* [Arbeitsanweisungen]
a. Übertrage den Satz „Bracher, Jahrgang 1922, hatte den Untergang Weimars noch selbst erlebt.“ aus dem Quelltext ins Englische.
b. Gib den Absatz des Quelltexts, der mit „Verfasst hat sie damals“ beginnt, als knappe Stichpunktliste wieder und behalte dabei seine wesentlichen Fakten bei.

* [Quelltext]

= = = = = = =

Kommentar von Joachim Käppner

Weimarer Verhältnisse sah ein großer Vordenker der Freiheit schon heraufziehen. Da sei, schrieb er warnend, einerseits die große Koalition als "Flucht vor klarer Verantwortung", andererseits "ein wachsender Anti-System-Affekt" in Teilen der Bevölkerung. Dort greife "die Idealisierung eines imaginären Volkswillens" um sich, die aber nichts anderes sei als "die unpolitische Haltung des Selbstmitleids".

Seltsam vertraut klingen solche Klagen. Aber es geht in diesem Text nicht um die Litaneien von Pegida und AfD, nicht um die Verrohung der politischen Kultur, nicht um die durch Flüchtlingskrise und islamistischen Terror unter Druck geratene große Koalition in Berlin. Diese Warnung ist fast 50 Jahre alt.

Verfasst hat sie damals Karl Dietrich Bracher, Politikprofessor und Begründer der entschieden demokratischen "Bonner Schule". Er war 1966 tief besorgt angesichts von Wahlerfolgen der NPD in den Ländern, der Radikalisierung auf der Linken, der als lähmend empfundenen Allianz von SPD und Union im Bund und der Rückkehr antiparlamentarischer Reflexe und Vorurteile. Bracher, Jahrgang 1922, hatte den Untergang Weimars noch selbst erlebt.

Aus der offenen Gesellschaft ist eben kein Polizeistaat geworden

Heute fühlen sich so unterschiedliche Politiker wie Thomas Oppermann oder Heiner Geißler und manche Publizisten durch Hetze, Rechtspopulismus und Angriffe auf Flüchtlingsheime an "Weimarer Verhältnisse" erinnert. Derlei Mahnungen sind gut gemeint, aber nicht gut begründet. Zeiten der Furcht sind auch immer Zeiten historischer Mythen, die dann zu Projektionsflächen für die Beurteilung der Gegenwart werden. Die viel beschworenen Lehren aus Weimar sind aber längst gezogen.

= = = = = = =

* [Bereitgestelltes Material]

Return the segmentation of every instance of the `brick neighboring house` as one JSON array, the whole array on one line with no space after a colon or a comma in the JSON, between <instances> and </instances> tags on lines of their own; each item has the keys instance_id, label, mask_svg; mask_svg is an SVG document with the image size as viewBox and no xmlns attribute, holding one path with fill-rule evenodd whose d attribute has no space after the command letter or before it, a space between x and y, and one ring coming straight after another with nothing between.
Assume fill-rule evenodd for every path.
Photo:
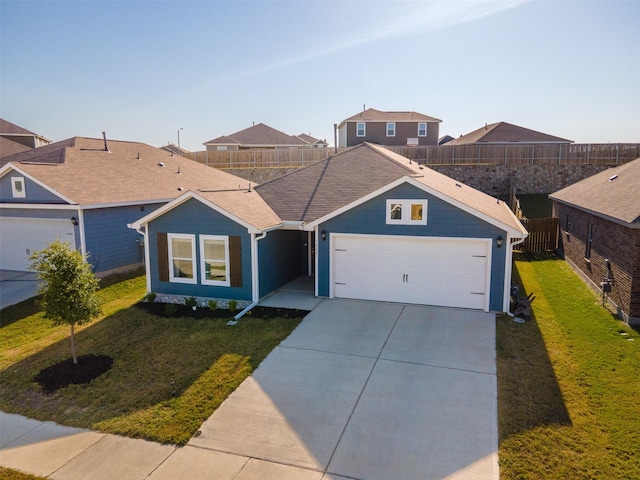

= = = = = = =

* [Ergebnisse]
a. Bracher, born in 1922, had lived through the fall of Weimar himself.

b.
- Verfasser der Warnung: Karl Dietrich Bracher, Politikprofessor und Begründer der entschieden demokratischen „Bonner Schule“
- 1966 tief besorgt über:
  - Wahlerfolge der NPD in den Ländern
  - die Radikalisierung auf der Linken
  - die als lähmend empfundene Allianz von SPD und Union im Bund
  - die Rückkehr antiparlamentarischer Reflexe und Vorurteile
- Jahrgang 1922, hatte den Untergang Weimars selbst erlebt